* [Passage given]:
◇ ◇ ◇

This statement relates to the Class A common stock, par value $0.001
per share (the “Class A Common Stock”), of Weber Inc., a Delaware corporation (the “Issuer”). The
principal executive offices of the Issuer are located at 1415 S. Roselle Road, Palatine, Illinois 60067.
This Amendment No. 1 (“Amendment No. 1”) amends
and supplements the Schedule 13D filed by the Reporting Persons on August 19, 2021 (the “Schedule 13D”). Except as
specifically provided herein, this Amendment No. 1 does not modify any of the information previously reported on the Schedule 13D.
Capitalized terms used but not otherwise defined in this Amendment No. 1 shall have the meanings ascribed to them in the Schedule
13D.
Item 3. Source and Amount of Funds or Other Consideration.
On August 9, 2021, in connection with the Issuer’s initial public
offering, the Issuer entered into a series of transactions to implement an internal reorganization (the “Reorganization Transactions”).
The Common Stock received by the Reporting Persons in connection with the Reorganization Transactions was registered with the Commission
pursuant to the Issuer’s Registration Statement on Form S-1 (File No. 333-257824),
as amended, which is incorporated herein by reference.
As a result of the Reorganization Transactions, the Reporting Persons
received the following: (i) Investor received 154,283,166 shares of Class B common stock, par value $0.00001 per share (the “Class
B Common Stock”), of the Issuer (the “Investor Reorganization Shares”), (ii) Holdings received 25,811,687
shares of Class A Common Stock (the “Holdings Reorganization Shares”), and (iii) Mr. Trott, together with Ms. Trott,
received 2,236,875 shares of Class A Common Stock and 12,281,255 shares of Class B Common Stock (the “Trott Reorganization Shares”).
On August 9, 2021, Mr. Trott purchased 1,000,000 shares of Class A
Common Stock (together with the Trott Reorganization Shares, the “Trott Shares”) in the Issuer’s initial public
offering at the public offering price of $14.00 per share. These shares were purchased with available cash on hand.
On August 9, 2021, the Investor and Holdings acquired from Kelly D.
Rainko an award of restricted stock units (“RSUs”) relating to 8,929 shares of Class A Common Stock granted to Ms.

◇ ◇ ◇

* [Records shown]:
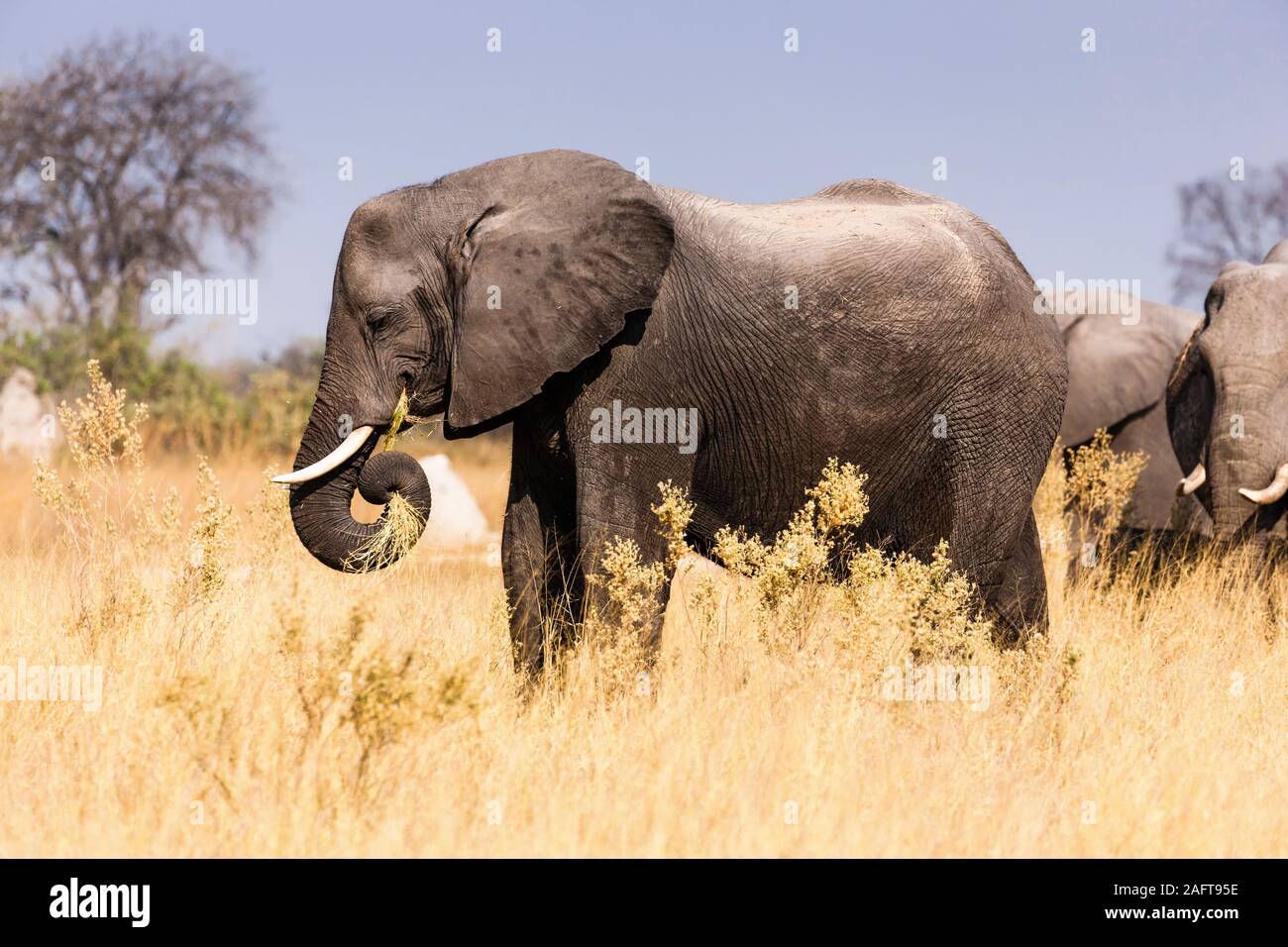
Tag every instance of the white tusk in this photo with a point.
(330, 462)
(1271, 493)
(1193, 482)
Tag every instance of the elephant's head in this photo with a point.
(1228, 401)
(468, 292)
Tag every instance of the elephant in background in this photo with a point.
(1228, 401)
(1121, 359)
(868, 322)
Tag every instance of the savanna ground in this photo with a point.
(257, 703)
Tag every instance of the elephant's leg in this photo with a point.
(993, 538)
(1019, 596)
(539, 564)
(603, 521)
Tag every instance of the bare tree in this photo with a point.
(1225, 219)
(116, 165)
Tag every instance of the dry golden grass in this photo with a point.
(257, 703)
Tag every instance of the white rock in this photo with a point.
(455, 518)
(26, 419)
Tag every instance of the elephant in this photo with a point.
(1121, 359)
(557, 290)
(1228, 402)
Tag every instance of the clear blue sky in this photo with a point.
(1073, 157)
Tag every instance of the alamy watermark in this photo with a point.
(648, 425)
(1065, 296)
(179, 296)
(969, 684)
(27, 684)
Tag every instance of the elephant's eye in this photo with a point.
(380, 317)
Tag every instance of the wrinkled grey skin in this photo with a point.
(610, 289)
(1236, 364)
(1119, 380)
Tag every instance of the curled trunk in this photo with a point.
(321, 509)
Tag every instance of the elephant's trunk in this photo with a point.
(321, 506)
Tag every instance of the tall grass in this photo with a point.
(258, 703)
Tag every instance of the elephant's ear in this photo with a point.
(567, 247)
(1119, 369)
(1190, 399)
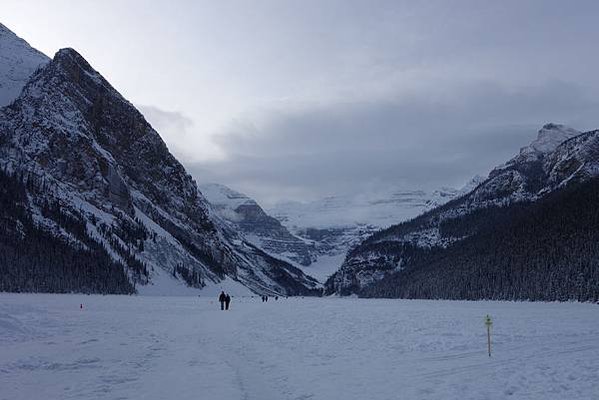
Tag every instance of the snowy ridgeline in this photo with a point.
(185, 348)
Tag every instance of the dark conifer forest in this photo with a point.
(547, 250)
(32, 259)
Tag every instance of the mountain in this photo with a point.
(244, 215)
(18, 61)
(336, 224)
(526, 232)
(96, 177)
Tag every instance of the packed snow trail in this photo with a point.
(120, 347)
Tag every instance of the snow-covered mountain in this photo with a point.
(18, 61)
(544, 170)
(245, 215)
(336, 224)
(96, 176)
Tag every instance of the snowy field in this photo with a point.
(185, 348)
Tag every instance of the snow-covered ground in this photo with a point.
(185, 348)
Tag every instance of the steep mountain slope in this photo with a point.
(421, 252)
(338, 223)
(18, 61)
(90, 152)
(246, 216)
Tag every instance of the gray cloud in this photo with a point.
(288, 99)
(420, 141)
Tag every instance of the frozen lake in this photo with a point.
(120, 347)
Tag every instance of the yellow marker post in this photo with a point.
(488, 323)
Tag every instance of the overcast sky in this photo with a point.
(301, 99)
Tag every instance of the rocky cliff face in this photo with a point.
(558, 157)
(95, 154)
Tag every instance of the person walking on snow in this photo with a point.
(227, 301)
(222, 299)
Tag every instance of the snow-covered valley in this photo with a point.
(134, 347)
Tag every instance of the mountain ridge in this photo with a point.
(96, 155)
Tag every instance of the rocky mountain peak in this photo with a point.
(18, 61)
(549, 137)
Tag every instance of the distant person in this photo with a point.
(227, 301)
(222, 299)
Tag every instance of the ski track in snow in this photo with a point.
(133, 347)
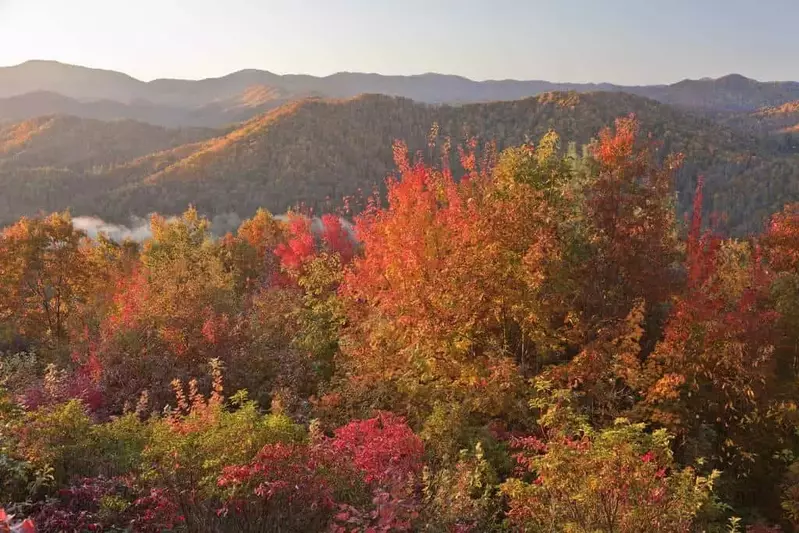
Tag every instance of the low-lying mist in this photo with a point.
(139, 229)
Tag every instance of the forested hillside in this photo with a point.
(39, 88)
(527, 341)
(317, 151)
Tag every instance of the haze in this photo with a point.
(619, 41)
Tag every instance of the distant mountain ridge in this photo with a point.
(27, 90)
(317, 151)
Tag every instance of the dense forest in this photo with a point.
(315, 152)
(531, 339)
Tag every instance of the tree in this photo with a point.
(45, 273)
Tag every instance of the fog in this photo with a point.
(139, 229)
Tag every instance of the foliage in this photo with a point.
(525, 339)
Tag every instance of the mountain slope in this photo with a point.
(317, 150)
(214, 101)
(81, 144)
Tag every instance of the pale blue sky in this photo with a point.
(621, 41)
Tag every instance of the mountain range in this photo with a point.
(102, 143)
(38, 88)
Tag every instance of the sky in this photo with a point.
(619, 41)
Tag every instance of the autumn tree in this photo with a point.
(45, 272)
(447, 294)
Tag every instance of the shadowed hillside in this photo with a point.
(318, 151)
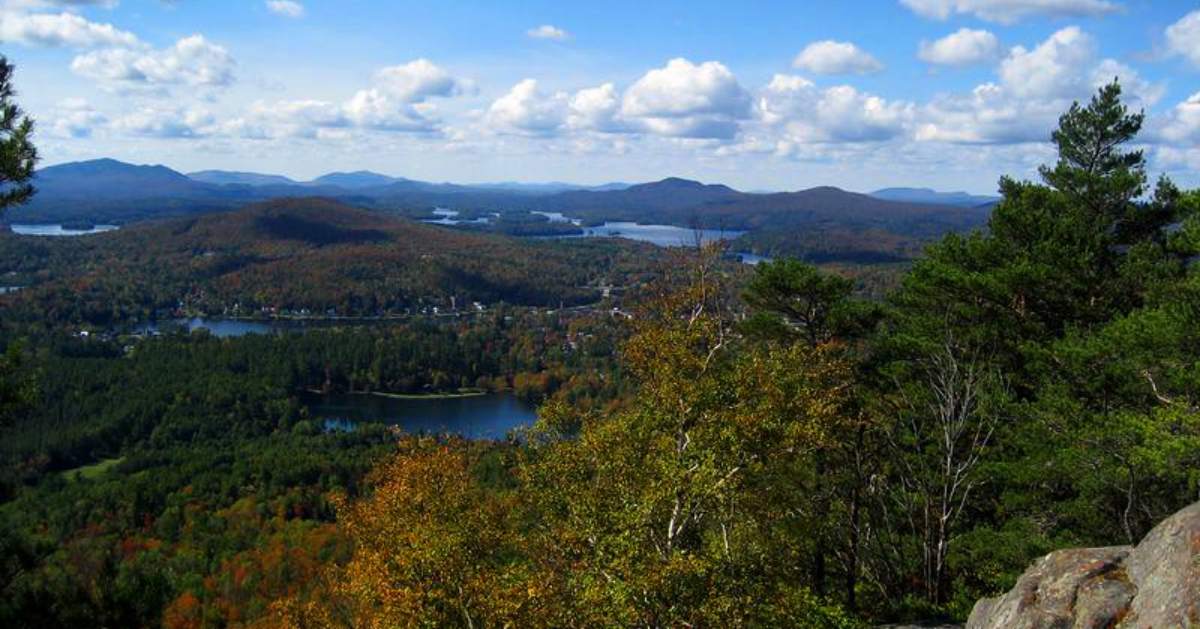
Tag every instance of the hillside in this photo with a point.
(239, 178)
(306, 253)
(820, 223)
(924, 195)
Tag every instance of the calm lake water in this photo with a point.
(58, 229)
(664, 235)
(480, 417)
(221, 328)
(751, 258)
(451, 217)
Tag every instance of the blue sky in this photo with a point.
(947, 94)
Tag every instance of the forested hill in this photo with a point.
(310, 253)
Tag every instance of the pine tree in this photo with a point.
(1091, 167)
(17, 151)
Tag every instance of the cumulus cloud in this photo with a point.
(835, 58)
(688, 100)
(377, 111)
(1182, 123)
(1009, 11)
(167, 123)
(597, 109)
(963, 47)
(420, 79)
(527, 111)
(397, 101)
(61, 30)
(547, 31)
(73, 118)
(1053, 67)
(190, 61)
(809, 114)
(1183, 37)
(1036, 85)
(286, 7)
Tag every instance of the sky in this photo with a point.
(760, 95)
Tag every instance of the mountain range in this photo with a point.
(924, 195)
(893, 222)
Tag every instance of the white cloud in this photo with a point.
(688, 100)
(1009, 11)
(190, 61)
(420, 79)
(1182, 124)
(839, 114)
(963, 47)
(60, 29)
(1183, 37)
(377, 111)
(597, 109)
(75, 118)
(167, 123)
(1036, 85)
(1053, 67)
(526, 111)
(286, 9)
(547, 31)
(835, 58)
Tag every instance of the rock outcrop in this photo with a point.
(1155, 585)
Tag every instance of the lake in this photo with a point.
(751, 258)
(58, 229)
(221, 328)
(478, 417)
(664, 235)
(451, 217)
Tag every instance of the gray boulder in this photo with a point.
(1153, 586)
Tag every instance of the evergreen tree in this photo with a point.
(17, 151)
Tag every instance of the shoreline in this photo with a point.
(448, 395)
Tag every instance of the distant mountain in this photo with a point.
(924, 195)
(642, 201)
(547, 187)
(113, 191)
(112, 178)
(317, 253)
(819, 223)
(358, 179)
(222, 178)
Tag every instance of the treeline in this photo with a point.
(311, 256)
(828, 461)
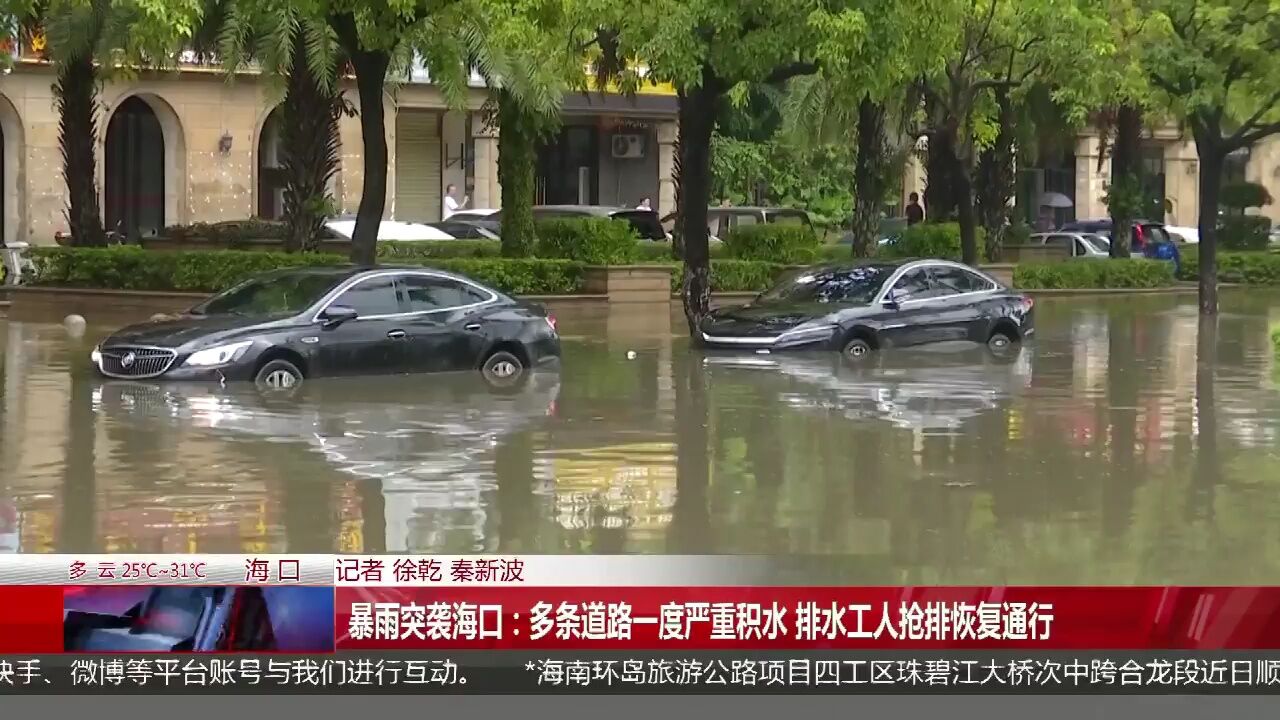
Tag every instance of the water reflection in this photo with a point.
(1128, 443)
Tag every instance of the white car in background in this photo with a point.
(1189, 236)
(474, 214)
(389, 231)
(1082, 244)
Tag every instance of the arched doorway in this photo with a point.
(135, 171)
(270, 177)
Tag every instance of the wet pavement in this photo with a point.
(1104, 452)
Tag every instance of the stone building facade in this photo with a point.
(195, 146)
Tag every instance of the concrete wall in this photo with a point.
(205, 182)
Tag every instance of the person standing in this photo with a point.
(914, 213)
(451, 203)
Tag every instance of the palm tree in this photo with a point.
(76, 33)
(305, 57)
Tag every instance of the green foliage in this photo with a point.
(133, 268)
(773, 244)
(229, 232)
(776, 172)
(1018, 233)
(1243, 195)
(928, 240)
(595, 241)
(735, 276)
(1244, 232)
(1238, 268)
(1087, 274)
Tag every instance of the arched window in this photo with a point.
(135, 171)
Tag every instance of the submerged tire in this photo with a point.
(278, 376)
(503, 369)
(856, 350)
(1000, 341)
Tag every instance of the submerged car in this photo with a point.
(860, 308)
(282, 327)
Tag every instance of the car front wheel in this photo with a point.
(278, 376)
(503, 369)
(856, 349)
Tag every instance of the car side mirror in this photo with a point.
(336, 315)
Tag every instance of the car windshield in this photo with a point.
(270, 295)
(853, 286)
(1101, 242)
(644, 223)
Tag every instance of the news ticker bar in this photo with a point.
(388, 570)
(511, 673)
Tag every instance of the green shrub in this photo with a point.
(1244, 232)
(734, 276)
(211, 270)
(595, 241)
(228, 232)
(1087, 274)
(1238, 268)
(772, 244)
(438, 249)
(931, 240)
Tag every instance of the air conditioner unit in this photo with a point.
(629, 146)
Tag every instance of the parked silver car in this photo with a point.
(1082, 244)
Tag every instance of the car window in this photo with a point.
(374, 296)
(644, 223)
(954, 281)
(425, 294)
(856, 286)
(913, 286)
(272, 295)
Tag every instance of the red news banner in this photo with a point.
(615, 604)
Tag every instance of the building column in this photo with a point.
(488, 190)
(1091, 181)
(667, 135)
(1182, 183)
(453, 147)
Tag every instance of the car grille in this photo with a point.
(136, 361)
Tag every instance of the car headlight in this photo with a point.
(220, 355)
(818, 332)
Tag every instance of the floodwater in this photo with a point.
(1107, 451)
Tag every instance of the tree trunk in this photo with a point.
(1125, 178)
(694, 182)
(869, 173)
(370, 81)
(517, 158)
(1210, 186)
(967, 217)
(76, 90)
(996, 180)
(309, 135)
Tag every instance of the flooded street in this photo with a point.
(1102, 452)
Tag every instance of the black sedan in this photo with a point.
(860, 308)
(282, 327)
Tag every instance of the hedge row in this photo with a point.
(1240, 268)
(1088, 274)
(211, 270)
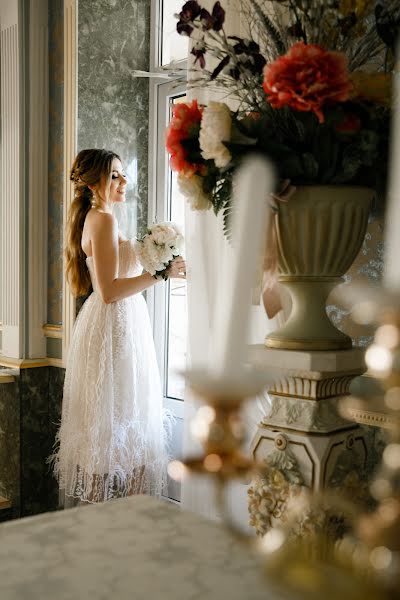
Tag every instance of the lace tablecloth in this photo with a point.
(136, 548)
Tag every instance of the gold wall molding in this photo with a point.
(30, 363)
(4, 503)
(38, 98)
(11, 178)
(6, 378)
(23, 363)
(53, 331)
(56, 362)
(70, 144)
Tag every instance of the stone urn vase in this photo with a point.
(319, 233)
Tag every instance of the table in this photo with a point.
(138, 548)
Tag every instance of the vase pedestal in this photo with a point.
(303, 437)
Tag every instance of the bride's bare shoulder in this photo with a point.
(101, 222)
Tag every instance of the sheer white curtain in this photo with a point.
(206, 250)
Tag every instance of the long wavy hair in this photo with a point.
(88, 168)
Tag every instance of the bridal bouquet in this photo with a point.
(158, 247)
(312, 94)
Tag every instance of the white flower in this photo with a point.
(216, 123)
(192, 189)
(159, 246)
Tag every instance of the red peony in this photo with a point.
(307, 78)
(184, 124)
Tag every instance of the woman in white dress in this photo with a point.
(113, 434)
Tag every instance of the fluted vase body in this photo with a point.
(319, 233)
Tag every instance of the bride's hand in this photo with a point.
(177, 268)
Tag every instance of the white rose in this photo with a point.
(216, 123)
(192, 189)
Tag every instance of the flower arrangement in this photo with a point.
(158, 247)
(312, 94)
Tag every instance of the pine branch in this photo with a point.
(269, 27)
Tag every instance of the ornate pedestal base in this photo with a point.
(303, 440)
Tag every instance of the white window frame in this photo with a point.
(161, 90)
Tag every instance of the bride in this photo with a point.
(112, 437)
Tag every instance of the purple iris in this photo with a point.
(190, 10)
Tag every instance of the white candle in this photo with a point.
(392, 221)
(252, 188)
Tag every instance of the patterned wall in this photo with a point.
(113, 40)
(56, 118)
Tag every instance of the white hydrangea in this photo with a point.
(162, 243)
(216, 123)
(192, 189)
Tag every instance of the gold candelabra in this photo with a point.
(366, 563)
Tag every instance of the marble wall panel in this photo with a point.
(10, 447)
(113, 41)
(366, 269)
(35, 439)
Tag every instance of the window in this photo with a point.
(167, 303)
(173, 47)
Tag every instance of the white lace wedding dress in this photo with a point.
(113, 434)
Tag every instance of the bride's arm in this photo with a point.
(105, 251)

◇ ◇ ◇

* [Tasks]:
1. Answer these questions using the Weber filing:
(a) At what address are the Issuer's principal executive offices?
(b) On what date did the Reporting Persons file the original Schedule 13D?
(c) How many shares of Class A Common Stock did Mr. Trott buy in the initial public offering, and at what price per share?
2. Pick up the Weber filing where it stops and keep writing.
The entries come from a separate source.

* [Answers for the exercise]:
1.
(a) 1415 S. Roselle Road, Palatine, Illinois 60067
(b) August 19, 2021
(c) 1,000,000 shares at $14.00 per share

2.
Rainko in connection with her service as a director. Ms. Rainko has automatically assigned all rights, title and interest in the RSUs
to Investor and Holdings, split proportionally based on the number of shares of Class A Common Stock and Class B Common Stock beneficially
owned by each such entity, resulting in Investor receiving RSUs relating to 7,649 shares of Class A Common Stock (together with the Investor
Reorganization Shares, the “Investor Shares”) and Holdings receiving RSUs relating to 1,280 shares of Class A Common
Stock (together with the Holdings Reorganization Shares, the “Holdings Shares”). These RSUs vest on the earlier of
(i) the one year anniversary of the date of grant and (ii) the time of the annual stockholder meeting that occurs during the 2022 fiscal
year.
On August 19, 2021, the Pre-IPO LLC Members and the Blocker Equityholders
(as defined below), including Investor and Holdings, sold to the Issuer a number of LLC Units and shares of Class A Common Stock corresponding
to the number of shares of Class A Common Stock purchased by the underwriters pursuant to the partial exercise of the Option (as defined
below).
On August 27, 2021, the Pre-IPO LLC Members and the Blocker Equityholders,
including Investor and Holdings, sold to the Issuer a number of LLC Units and shares of Class A Common Stock corresponding to the number
of shares of Class A Common Stock purchased by the underwriters pursuant to the exercise of the remainder of the Option.
Item 5. Interest in Securities of the Issuer.
(a)-(b) Calculations of the voting percentage of the shares
of Common Stock beneficially owned assumes that there were 52,533,388 shares of Class A Common Stock issued and outstanding and 234,645,219
shares of Class B Common Stock issued and outstanding following (i) the closing of the Issuer’s initial public offering on August
9, 2021 and (ii) the subsequent settlement of the exercises by the underwriters of the Option (as defined below) and the related repurchases
by the Issuer pursuant to the Securities Purchase Agreements (as defined below) on August 19, 2021 and August 27, 2021, respectively.
Each holder of Class A Common Stock and Class B Common Stock is entitled to one vote per share on all matters submitted to the Issuer’s
stockholders for a vote.
The aggregate number and percentage of the Common Stock beneficially
owned by each Reporting Person and, for each Reporting Person, the number of shares as to which there is sole power to vote or to direct
the vote, shared power to vote or to direct the vote, sole power to dispose or to direct the disposition, or shared power to dispose or
to direct the disposition are set forth on rows 7 through 11 and row 13 of the cover pages of this Schedule 13D and are incorporated herein
by reference.
By virtue of the relationships described under Item 2 of the Schedule
13D, each of BDT CP, BDTP and Mr. Trott may be deemed, for purposes of Rule 13d-3 under the Exchange Act, to share the power to vote or
dispose, or to direct the voting or disposition of, the Investor Shares and the Holdings Shares, and in addition, BDTCP GP I may be deemed,
for purposes of Rule 13d-3 under the Exchange Act, to share the power to vote or dispose, or to direct the voting or disposition of the
Holdings Shares.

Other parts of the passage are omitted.